- [Task brief]:
Every line of the listing below is to be repeated exactly; the pictures stay out.

- [Provided material]:
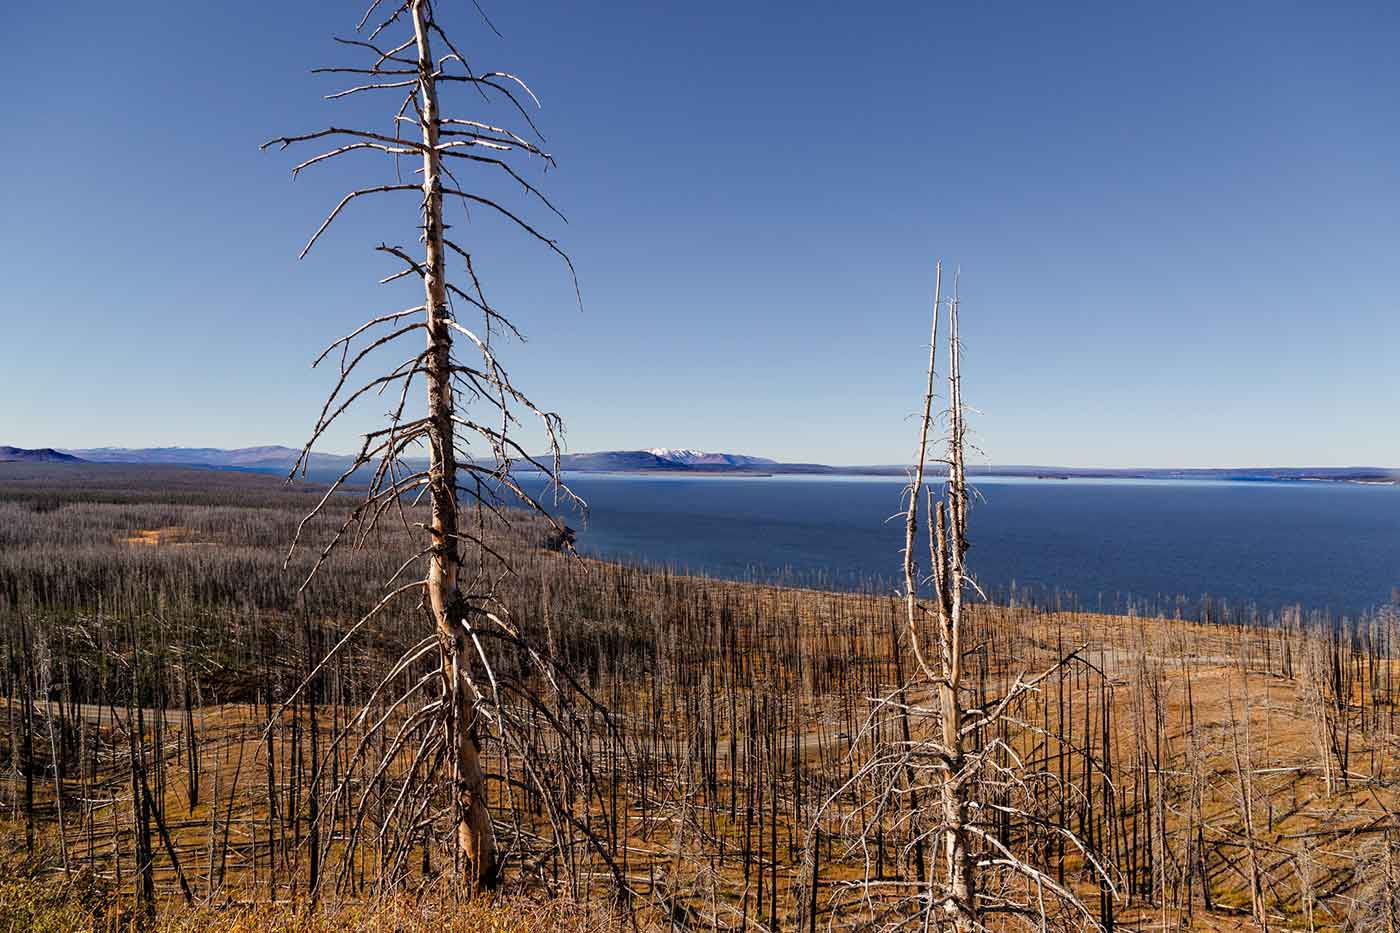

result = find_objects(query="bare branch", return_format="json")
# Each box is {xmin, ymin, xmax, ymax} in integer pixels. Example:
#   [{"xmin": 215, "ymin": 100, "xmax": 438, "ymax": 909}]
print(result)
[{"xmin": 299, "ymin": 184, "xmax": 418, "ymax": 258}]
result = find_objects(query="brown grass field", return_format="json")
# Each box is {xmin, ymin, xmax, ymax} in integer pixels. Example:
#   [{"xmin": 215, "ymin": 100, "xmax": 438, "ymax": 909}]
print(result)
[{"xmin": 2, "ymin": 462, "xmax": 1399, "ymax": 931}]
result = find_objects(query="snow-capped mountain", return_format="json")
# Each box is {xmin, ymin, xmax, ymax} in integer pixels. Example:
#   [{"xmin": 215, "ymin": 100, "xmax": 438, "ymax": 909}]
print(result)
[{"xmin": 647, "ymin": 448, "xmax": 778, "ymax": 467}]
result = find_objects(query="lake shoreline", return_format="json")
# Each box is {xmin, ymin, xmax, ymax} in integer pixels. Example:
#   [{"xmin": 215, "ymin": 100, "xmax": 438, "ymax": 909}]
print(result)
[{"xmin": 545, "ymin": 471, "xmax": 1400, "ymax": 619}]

- [Solution to the exercise]:
result = find_objects(query="bare branch", return_format="json")
# Each box is {xmin, ymin, xmax, ymax} in integer pixels. Example:
#   [{"xmin": 215, "ymin": 100, "xmax": 438, "ymax": 909}]
print(result)
[{"xmin": 299, "ymin": 184, "xmax": 418, "ymax": 258}]
result = find_objects(query="brown grass field", return_format="json")
# Each box is {xmin, ymin, xmax, ymax} in integer pixels. Example:
#   [{"xmin": 215, "ymin": 100, "xmax": 438, "ymax": 909}]
print(result)
[{"xmin": 2, "ymin": 462, "xmax": 1399, "ymax": 931}]
result = find_objects(query="snow-capped mountain", return_format="json")
# Each box is {xmin, ymin, xmax, ymax} in integer pixels. Example:
#   [{"xmin": 215, "ymin": 100, "xmax": 438, "ymax": 909}]
print(result)
[{"xmin": 647, "ymin": 448, "xmax": 778, "ymax": 467}]
result = find_objects(query="lake shoreline", return_format="json")
# Each box is {xmin, ymin, xmax, ymax} in integer pixels. Example:
#   [{"xmin": 215, "ymin": 100, "xmax": 438, "ymax": 909}]
print(result)
[{"xmin": 545, "ymin": 471, "xmax": 1400, "ymax": 619}]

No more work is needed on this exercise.